> **Free-text object descriptions**
□ □ □

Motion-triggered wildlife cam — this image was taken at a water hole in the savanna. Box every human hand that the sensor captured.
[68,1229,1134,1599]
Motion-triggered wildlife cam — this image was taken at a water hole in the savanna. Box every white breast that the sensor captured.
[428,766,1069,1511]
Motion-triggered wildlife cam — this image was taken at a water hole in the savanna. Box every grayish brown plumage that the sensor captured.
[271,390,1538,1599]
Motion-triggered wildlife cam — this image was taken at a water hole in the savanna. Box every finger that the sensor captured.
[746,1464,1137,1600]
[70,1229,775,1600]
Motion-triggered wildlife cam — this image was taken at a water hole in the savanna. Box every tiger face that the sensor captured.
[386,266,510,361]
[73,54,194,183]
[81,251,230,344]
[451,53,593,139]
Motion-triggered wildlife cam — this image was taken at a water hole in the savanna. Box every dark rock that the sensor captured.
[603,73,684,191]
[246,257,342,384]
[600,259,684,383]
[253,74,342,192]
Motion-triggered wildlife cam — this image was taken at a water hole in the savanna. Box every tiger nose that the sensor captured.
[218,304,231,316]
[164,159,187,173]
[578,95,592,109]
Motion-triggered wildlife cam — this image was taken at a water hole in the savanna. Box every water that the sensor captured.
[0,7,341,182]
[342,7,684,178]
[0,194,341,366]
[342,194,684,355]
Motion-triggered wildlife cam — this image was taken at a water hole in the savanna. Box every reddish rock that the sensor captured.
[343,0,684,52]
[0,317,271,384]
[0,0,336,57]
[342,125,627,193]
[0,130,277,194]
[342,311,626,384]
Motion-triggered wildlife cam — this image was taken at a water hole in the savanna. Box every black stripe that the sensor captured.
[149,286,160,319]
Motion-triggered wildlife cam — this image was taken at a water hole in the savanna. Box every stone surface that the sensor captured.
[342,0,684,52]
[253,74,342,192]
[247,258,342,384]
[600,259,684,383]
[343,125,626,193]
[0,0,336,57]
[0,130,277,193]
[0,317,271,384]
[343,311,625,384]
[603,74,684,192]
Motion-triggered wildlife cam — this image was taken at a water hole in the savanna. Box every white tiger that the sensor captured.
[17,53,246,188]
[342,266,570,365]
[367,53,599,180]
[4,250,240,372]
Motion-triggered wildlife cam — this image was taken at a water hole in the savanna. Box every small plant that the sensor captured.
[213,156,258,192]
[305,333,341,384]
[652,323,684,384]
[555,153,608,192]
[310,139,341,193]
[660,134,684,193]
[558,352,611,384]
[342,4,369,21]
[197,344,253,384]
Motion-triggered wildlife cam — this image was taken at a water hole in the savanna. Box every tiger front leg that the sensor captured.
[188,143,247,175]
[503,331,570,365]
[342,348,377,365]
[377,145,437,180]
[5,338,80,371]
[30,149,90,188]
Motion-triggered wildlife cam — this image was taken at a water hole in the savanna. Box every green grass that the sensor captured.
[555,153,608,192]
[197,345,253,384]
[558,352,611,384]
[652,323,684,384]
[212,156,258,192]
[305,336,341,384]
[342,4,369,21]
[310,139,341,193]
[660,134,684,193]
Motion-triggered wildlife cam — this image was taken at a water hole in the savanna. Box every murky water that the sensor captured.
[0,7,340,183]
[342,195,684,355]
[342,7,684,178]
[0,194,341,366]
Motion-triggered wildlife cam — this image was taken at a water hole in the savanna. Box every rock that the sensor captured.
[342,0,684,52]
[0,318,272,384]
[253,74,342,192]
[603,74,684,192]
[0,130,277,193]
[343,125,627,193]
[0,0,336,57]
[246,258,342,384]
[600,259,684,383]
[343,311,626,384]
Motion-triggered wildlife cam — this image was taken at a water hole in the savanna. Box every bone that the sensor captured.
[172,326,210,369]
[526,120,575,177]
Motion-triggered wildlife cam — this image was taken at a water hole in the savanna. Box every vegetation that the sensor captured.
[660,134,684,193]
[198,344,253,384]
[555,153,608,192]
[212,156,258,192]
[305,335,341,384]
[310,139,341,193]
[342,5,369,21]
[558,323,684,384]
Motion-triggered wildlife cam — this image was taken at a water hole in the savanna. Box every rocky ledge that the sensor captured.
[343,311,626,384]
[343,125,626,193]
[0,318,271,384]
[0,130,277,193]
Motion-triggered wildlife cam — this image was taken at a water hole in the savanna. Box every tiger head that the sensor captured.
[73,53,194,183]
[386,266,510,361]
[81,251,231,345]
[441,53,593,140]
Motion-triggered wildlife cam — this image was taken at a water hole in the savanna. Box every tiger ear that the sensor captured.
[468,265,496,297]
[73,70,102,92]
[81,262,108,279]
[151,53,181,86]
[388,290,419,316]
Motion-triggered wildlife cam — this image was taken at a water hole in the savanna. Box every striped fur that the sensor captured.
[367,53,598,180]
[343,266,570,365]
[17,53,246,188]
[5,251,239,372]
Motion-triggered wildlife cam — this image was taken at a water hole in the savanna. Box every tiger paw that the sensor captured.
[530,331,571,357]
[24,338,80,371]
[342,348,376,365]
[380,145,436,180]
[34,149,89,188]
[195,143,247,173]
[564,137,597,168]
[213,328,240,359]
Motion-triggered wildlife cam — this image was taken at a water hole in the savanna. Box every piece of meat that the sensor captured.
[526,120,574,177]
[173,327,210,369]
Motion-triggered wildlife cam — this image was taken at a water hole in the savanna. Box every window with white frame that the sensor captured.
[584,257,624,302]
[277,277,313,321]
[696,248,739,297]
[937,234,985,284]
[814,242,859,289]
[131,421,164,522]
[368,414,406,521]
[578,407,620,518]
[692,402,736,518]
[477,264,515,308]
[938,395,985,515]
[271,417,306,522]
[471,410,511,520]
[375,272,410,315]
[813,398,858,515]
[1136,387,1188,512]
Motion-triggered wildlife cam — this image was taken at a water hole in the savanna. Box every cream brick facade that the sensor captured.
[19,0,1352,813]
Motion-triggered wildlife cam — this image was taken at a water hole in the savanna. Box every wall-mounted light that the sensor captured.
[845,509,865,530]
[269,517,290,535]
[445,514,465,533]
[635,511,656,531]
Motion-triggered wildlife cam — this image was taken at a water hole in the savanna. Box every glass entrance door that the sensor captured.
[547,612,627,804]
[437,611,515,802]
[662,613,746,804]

□ □ □

> **What is expected**
From the first line to the last, retype the data exactly.

> **Problem solution**
Motion-triggered wildlife cam — this image was taken at a water hole in the savanna. Box every human hand that the sensor captured.
[68,1229,1134,1599]
Motion-triggered wildlife cam — this image was taken at a water hole in the savanna. Box every white breast that the sensor captured.
[428,766,1069,1511]
Motion-triggered wildlife cam — this image was taken at a water hole in the savanna. Box every grayish brown plumage that the sensor captured.
[271,390,1538,1599]
Motion-triggered wildlife cam — this image was taken at a water hole in the savanna. Box every finger that the sensor captured.
[746,1464,1137,1600]
[70,1229,775,1600]
Motion-triggered wildlife cam — this image was taken at a water hole in the savanna. Box every tiger face that the sensor captured.
[386,266,510,361]
[73,54,194,183]
[81,251,230,344]
[451,53,593,139]
Motion-triggered wildlife cam — this image was taken at a water hole in the savanna. Box every dark rock that the sensor captured.
[603,73,684,191]
[246,257,342,384]
[600,259,684,383]
[253,74,342,192]
Motion-triggered wildlife cam — this image was taken at a water hole in the savanna. Box every tiger nose that the sensor captured.
[218,304,231,316]
[164,159,187,173]
[578,95,592,109]
Motion-triggered wildlife cam — this image was taken at a water hole in the savanna. Box every water that the sensor captured.
[0,7,341,182]
[342,7,684,178]
[0,194,341,366]
[342,194,684,355]
Motion-triggered wildlife cam — this image was taken at a water hole in the savanna. Box every reddish rock that the sensor captured.
[343,0,684,52]
[0,317,271,384]
[0,0,336,57]
[342,125,627,193]
[0,130,277,194]
[342,311,626,384]
Motion-triggered wildlife cam — this image was taken at a water hole in the savanna. Box every black stripe that the sensor captured.
[149,286,160,319]
Motion-triggered wildlife cam — this image was taken at a water hole in the savanna. Box every stone surface that the sensor captured.
[342,0,684,52]
[253,74,342,192]
[247,258,342,384]
[600,259,684,383]
[343,125,626,193]
[0,0,336,57]
[0,130,277,193]
[0,317,271,384]
[343,311,625,384]
[603,74,684,192]
Motion-triggered wildlife cam — this image was taken at a water hole in the savanna. Box every white tiger that the sensor captured.
[17,53,246,188]
[342,266,570,365]
[367,53,599,180]
[4,250,240,372]
Motion-triggered wildlife cam — this image was taken at a water hole in the savanna. Box every small plant that the sensor captured.
[213,156,258,192]
[305,333,341,384]
[652,323,684,384]
[555,153,608,192]
[310,139,341,193]
[660,134,684,193]
[558,352,611,384]
[342,4,369,21]
[197,344,253,384]
Motion-triggered wildlife cam — this image was taken at a water hole in the savanna. Box every tiger front leg that the sensor captured.
[188,143,247,175]
[503,331,570,365]
[342,348,377,365]
[377,145,437,180]
[5,338,80,371]
[30,149,90,188]
Motion-triggered wildlife cam — this image was taken at a water hole in the savanna. Box every green grass that the sensor captured.
[555,153,608,192]
[197,345,253,384]
[558,352,611,384]
[652,323,684,384]
[212,156,258,192]
[305,336,341,384]
[342,4,369,21]
[310,139,341,193]
[660,134,684,193]
Motion-triggered wildlife cam — this image was taken at a water hole in the savanna. Box every murky water that the sensor captured.
[0,7,340,183]
[342,195,684,355]
[342,7,684,178]
[0,194,341,366]
Motion-triggered wildlife cam — this image was taken at a water hole in the savanna. Box every rock that the sensor captured.
[342,0,684,52]
[0,318,272,384]
[253,74,342,192]
[603,74,684,192]
[0,130,277,193]
[343,125,627,193]
[0,0,336,57]
[246,258,342,384]
[600,259,684,383]
[343,311,626,384]
Motion-triggered wildlife cam — this image was taken at a water hole in the savanna. Box every bone that the sensor captured.
[172,326,210,369]
[526,120,575,177]
Motion-triggered wildlife cam — this image was taken at a water hole in the savanna. Box every vegetation that the sensor captured.
[660,134,684,193]
[198,344,253,384]
[555,153,608,192]
[212,156,258,192]
[305,335,341,384]
[310,139,341,193]
[342,5,369,21]
[558,323,684,384]
Motion-triggered wildlife cam — this image was taken at a water hole in the savanna. Box every rocky ledge that the sensor captured.
[343,311,626,384]
[343,125,626,193]
[0,318,271,384]
[0,130,277,193]
Motion-triggered wildlife cam — this image was taken at a water hole in the savanna. Box every tiger head that the sensor captured.
[73,53,194,183]
[386,266,510,361]
[81,251,231,345]
[441,53,593,140]
Motion-triggered wildlife cam — this image was taken at a water hole in the savanna. Box every tiger ear that the sensor captured.
[468,265,496,297]
[73,70,102,92]
[81,262,108,279]
[151,53,181,86]
[388,290,419,316]
Motion-triggered wildlife cam — this image was taken at a water hole in the savanna. Box every striped fur that the sensor captured.
[367,53,598,180]
[343,266,570,365]
[17,53,246,188]
[5,251,239,372]
Motion-triggered wildlife cam — this image was taken at a water hole in the savanna. Box every tiger paw that the sensor captured.
[530,331,571,357]
[24,338,80,371]
[342,348,376,365]
[380,145,436,180]
[34,149,89,188]
[195,143,247,173]
[564,137,597,168]
[213,328,240,359]
Motion-triggered wildlife cam — this image was taken at a water hole in the savanna. Box every piece of meat that the sensor captured.
[526,120,574,177]
[173,327,210,369]
Motion-triggered wildlife cam — this image was taken at a water hole in the savanna. Box every window with white frame that the sensor captured.
[584,257,624,302]
[277,277,313,321]
[696,248,739,297]
[937,234,985,284]
[814,242,859,289]
[131,421,164,522]
[368,414,406,521]
[578,407,620,518]
[692,402,736,518]
[477,264,515,308]
[938,395,985,515]
[271,417,306,522]
[471,410,511,520]
[375,272,410,315]
[813,398,858,515]
[1136,387,1188,512]
Motion-triggered wildlife cam — this image was taken at a water hole in the savanna. Box every cream brick facade that the sensor captured.
[19,0,1352,813]
Motion-triggered wildlife cam — this image was taken at a water hole in the savanna. Box every wall-mounted light that the sensor captured.
[845,509,865,530]
[269,517,290,535]
[445,514,465,533]
[635,511,656,531]
Motion-triggered wildlife cam — this image was taken at a water hole in the savanna. Box every glass entrance door that the sensor captured.
[547,612,627,804]
[437,611,515,802]
[662,613,746,804]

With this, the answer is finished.